WHAT THIS TASK INVOLVES - Rewrite the rows from the start of the rows through the line containing "M 275 250 L", replacing "for example" with "sample" and leaving everything else unchanged. Leave the pictures out of your answer.

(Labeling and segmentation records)

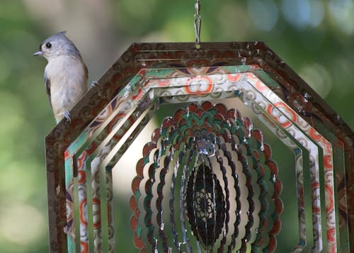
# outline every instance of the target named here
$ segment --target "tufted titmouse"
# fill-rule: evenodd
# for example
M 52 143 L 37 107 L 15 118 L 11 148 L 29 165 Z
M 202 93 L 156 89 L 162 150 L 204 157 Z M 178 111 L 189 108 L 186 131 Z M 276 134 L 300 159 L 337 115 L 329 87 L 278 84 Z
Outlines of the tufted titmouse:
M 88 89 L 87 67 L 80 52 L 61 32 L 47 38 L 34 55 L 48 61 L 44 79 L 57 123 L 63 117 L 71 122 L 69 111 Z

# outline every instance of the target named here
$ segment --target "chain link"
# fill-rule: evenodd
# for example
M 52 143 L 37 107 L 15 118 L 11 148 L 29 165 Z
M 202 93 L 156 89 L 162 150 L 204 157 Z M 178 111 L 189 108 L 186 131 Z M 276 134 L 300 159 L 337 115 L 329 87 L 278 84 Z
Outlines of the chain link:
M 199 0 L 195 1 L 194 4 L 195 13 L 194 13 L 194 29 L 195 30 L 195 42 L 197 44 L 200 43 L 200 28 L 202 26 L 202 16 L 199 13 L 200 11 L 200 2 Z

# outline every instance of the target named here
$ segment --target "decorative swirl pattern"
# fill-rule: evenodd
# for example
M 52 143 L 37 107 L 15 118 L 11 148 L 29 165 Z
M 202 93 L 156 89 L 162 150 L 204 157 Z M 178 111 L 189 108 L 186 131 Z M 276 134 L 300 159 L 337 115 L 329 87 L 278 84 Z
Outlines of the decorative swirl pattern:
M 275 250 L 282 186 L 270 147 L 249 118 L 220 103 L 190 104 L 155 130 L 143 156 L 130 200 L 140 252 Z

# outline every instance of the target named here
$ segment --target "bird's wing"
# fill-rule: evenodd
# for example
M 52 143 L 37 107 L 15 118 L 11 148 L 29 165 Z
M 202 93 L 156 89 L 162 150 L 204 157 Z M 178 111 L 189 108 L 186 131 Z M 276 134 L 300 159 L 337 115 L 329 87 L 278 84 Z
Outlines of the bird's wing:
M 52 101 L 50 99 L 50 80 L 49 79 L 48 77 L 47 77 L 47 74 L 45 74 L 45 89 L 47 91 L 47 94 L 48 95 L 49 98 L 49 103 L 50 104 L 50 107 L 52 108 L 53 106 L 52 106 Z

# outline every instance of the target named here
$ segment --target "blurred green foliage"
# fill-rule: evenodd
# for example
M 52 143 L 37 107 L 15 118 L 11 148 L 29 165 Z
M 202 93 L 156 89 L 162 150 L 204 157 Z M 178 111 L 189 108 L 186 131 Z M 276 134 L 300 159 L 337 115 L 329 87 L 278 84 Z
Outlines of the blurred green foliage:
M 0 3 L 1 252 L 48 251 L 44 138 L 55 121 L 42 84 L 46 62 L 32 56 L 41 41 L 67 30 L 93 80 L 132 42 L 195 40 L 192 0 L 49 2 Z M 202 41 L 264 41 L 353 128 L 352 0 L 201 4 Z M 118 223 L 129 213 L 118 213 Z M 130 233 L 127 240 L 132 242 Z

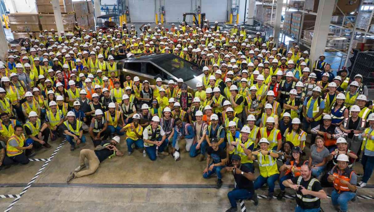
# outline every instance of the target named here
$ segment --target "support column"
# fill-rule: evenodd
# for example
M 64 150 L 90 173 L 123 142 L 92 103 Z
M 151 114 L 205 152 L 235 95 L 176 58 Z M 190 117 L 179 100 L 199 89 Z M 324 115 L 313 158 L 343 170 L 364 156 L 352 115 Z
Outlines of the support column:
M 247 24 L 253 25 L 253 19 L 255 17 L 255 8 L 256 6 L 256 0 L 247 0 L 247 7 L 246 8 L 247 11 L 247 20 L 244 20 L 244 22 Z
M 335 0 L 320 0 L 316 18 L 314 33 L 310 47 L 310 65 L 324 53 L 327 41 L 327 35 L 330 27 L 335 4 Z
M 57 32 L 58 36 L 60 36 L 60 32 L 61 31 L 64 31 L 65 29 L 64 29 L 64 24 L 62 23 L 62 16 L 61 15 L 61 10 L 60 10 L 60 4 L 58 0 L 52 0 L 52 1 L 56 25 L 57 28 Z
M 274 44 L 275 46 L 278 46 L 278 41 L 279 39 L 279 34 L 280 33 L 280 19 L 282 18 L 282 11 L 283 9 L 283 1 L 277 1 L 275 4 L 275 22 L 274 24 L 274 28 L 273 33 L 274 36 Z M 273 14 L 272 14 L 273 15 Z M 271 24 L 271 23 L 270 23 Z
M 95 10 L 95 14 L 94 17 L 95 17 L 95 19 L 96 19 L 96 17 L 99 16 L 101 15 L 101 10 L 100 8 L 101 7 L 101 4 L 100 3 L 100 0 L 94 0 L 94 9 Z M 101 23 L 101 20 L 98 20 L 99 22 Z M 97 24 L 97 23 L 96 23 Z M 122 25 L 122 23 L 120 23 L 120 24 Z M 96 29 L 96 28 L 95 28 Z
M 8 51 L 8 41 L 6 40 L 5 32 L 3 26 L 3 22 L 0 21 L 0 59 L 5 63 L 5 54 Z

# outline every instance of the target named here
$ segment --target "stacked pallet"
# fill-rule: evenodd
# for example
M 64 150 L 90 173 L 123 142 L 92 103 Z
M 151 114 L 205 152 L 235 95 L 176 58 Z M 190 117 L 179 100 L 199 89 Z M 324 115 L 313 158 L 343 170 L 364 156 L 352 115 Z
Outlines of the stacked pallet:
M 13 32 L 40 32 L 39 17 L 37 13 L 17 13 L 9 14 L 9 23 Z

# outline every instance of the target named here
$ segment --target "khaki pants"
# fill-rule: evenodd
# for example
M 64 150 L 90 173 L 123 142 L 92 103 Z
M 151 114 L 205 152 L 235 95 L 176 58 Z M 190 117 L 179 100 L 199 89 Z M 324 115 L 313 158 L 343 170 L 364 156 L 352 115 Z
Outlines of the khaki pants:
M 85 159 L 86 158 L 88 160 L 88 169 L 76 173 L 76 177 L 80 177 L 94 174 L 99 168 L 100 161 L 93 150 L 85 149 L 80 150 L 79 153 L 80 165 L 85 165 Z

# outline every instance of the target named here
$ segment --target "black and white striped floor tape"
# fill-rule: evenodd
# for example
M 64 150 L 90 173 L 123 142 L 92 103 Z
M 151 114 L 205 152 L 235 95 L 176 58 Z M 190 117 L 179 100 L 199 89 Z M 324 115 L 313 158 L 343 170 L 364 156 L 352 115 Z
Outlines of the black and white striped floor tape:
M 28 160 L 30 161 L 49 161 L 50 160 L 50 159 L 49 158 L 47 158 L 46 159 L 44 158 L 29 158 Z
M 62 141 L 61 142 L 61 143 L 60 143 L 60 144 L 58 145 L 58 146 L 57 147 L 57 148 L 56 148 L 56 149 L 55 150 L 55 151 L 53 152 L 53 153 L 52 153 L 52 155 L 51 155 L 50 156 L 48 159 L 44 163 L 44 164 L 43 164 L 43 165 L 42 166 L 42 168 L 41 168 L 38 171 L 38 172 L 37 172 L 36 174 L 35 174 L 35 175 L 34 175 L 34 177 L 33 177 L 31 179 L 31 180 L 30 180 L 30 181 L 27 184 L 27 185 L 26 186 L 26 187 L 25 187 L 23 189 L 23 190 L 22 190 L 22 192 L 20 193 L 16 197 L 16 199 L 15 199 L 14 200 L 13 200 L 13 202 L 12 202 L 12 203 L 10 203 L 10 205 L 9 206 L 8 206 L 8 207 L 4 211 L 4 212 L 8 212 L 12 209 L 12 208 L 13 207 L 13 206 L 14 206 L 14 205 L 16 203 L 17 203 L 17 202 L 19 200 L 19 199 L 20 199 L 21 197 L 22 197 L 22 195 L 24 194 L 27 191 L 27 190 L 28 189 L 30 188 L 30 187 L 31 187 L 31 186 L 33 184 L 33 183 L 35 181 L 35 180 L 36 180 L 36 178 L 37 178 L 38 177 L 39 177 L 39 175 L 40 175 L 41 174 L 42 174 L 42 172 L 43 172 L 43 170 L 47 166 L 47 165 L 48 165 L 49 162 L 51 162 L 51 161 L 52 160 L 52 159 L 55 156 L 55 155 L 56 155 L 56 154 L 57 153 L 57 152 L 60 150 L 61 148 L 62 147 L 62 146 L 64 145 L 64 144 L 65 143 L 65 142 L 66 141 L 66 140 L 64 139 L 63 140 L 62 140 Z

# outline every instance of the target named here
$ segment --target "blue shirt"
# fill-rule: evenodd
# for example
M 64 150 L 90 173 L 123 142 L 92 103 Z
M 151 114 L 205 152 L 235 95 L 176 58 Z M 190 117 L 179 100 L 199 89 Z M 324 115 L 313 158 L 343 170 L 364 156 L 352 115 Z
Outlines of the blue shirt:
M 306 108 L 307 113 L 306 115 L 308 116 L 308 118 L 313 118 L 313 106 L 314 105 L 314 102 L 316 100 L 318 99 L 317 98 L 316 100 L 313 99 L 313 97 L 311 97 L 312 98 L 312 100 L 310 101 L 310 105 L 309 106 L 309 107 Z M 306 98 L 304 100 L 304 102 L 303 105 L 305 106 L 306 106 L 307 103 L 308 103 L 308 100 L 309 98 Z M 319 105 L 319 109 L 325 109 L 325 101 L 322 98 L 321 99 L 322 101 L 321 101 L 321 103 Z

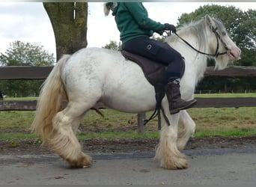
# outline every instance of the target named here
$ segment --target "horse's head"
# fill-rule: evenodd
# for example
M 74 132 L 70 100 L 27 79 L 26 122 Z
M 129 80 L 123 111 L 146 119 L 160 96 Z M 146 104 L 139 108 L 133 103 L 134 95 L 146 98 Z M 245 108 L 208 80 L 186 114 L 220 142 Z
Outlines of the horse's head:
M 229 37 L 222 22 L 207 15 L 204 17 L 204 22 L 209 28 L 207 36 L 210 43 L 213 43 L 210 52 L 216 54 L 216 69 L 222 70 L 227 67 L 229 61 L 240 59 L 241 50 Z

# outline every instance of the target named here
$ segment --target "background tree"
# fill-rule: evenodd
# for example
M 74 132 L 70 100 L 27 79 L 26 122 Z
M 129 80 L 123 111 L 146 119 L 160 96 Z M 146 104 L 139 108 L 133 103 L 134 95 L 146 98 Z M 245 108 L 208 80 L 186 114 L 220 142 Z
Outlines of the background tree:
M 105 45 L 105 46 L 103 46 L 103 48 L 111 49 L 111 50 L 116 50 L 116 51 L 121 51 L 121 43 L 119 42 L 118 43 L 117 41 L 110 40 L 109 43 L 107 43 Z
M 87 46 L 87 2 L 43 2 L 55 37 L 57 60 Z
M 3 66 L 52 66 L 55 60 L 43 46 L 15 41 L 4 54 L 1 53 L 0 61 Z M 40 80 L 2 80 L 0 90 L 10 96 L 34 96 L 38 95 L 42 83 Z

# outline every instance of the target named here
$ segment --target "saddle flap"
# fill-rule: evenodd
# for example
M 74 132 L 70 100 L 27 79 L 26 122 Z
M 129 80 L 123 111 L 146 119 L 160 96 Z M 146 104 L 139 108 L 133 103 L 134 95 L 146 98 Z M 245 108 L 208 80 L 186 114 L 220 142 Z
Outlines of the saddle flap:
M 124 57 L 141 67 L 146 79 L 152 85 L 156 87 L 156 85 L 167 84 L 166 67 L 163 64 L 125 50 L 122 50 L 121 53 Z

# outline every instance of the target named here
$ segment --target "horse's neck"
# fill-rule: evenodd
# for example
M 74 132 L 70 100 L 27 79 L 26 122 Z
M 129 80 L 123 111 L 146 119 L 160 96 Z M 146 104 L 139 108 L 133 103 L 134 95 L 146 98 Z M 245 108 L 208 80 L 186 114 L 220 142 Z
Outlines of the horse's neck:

ANSWER TO THIS TASK -
# outline every instance of the target named here
$ segment --target "tufted titmouse"
# fill-rule: evenodd
# sample
M 52 143 L 37 107 L 15 118 L 11 148 L 29 165 Z
M 202 93 L 156 89 L 162 150 L 204 157 Z M 178 111 L 189 108 L 186 131 Z M 276 134 L 300 159 L 337 115 L 329 87 L 278 84 Z
Outlines of the tufted titmouse:
M 88 89 L 87 67 L 80 52 L 61 32 L 47 38 L 34 55 L 48 61 L 44 79 L 57 123 L 63 117 L 71 122 L 69 111 Z

# outline every instance of the target named here
$ segment --target "chain link"
# fill-rule: evenodd
# sample
M 52 143 L 37 107 L 15 118 L 11 148 L 29 165 Z
M 202 93 L 156 89 L 162 150 L 204 157 Z M 178 111 L 189 108 L 186 131 Z M 276 134 L 300 159 L 337 115 L 329 87 L 278 84 Z
Outlines of the chain link:
M 199 0 L 195 1 L 194 4 L 195 13 L 194 13 L 194 29 L 195 30 L 195 42 L 197 44 L 200 43 L 200 28 L 202 26 L 202 16 L 199 13 L 200 11 L 200 2 Z

# outline every instance of the target named here
$ segment --target "decorative swirl pattern"
# fill-rule: evenodd
# sample
M 52 143 L 37 107 L 15 118 L 11 148 L 29 165 Z
M 202 93 L 156 89 L 162 150 L 204 157 Z M 178 111 L 189 108 L 186 131 Z M 276 134 L 300 159 L 337 115 L 329 87 L 278 84 Z
Outlines of the decorative swirl pattern:
M 275 250 L 282 186 L 270 147 L 249 118 L 220 103 L 190 104 L 155 130 L 143 156 L 130 200 L 140 252 Z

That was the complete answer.